Required action: All lines from the line containing "# for every" up to and including the last line of the entries must be written out exactly, with no others.

Listed entries:
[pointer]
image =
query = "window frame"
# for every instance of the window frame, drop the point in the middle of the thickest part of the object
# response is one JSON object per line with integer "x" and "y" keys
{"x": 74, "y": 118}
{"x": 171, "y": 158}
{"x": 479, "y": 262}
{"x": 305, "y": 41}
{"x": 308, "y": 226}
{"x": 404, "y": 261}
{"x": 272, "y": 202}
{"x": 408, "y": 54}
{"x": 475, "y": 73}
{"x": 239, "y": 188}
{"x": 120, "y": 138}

Task result:
# for every instance of the window frame, drop the point in the middle of the thickest part of the object
# response is one JSON object per line with integer "x" and "y" keys
{"x": 74, "y": 118}
{"x": 171, "y": 158}
{"x": 479, "y": 262}
{"x": 305, "y": 41}
{"x": 308, "y": 226}
{"x": 404, "y": 261}
{"x": 272, "y": 202}
{"x": 408, "y": 54}
{"x": 475, "y": 73}
{"x": 239, "y": 188}
{"x": 120, "y": 138}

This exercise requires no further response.